Exercise description = Copy each of the following items word for word, omitting the pictures.

Start of Task inputs

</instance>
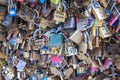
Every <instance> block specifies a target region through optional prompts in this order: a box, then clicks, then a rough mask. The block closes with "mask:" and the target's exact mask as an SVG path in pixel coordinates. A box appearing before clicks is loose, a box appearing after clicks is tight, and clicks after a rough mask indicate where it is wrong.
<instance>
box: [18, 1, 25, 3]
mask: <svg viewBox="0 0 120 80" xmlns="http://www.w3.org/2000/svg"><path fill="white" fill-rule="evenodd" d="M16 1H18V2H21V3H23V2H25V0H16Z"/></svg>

End of Task inputs

Task solution =
</instance>
Every <instance> block specifies a target region through optional prompts in this order: a box, then clicks, then a rough mask. The block closes with "mask:" and the target's exact mask as an SVG path in pixel coordinates. A box appearing before clicks is loose, a box appearing after clicks is tight, and clicks after a rough mask indicate where it is wrong.
<instance>
box: [18, 1, 25, 3]
mask: <svg viewBox="0 0 120 80" xmlns="http://www.w3.org/2000/svg"><path fill="white" fill-rule="evenodd" d="M16 1H18V2H21V3H23V2H25V0H16Z"/></svg>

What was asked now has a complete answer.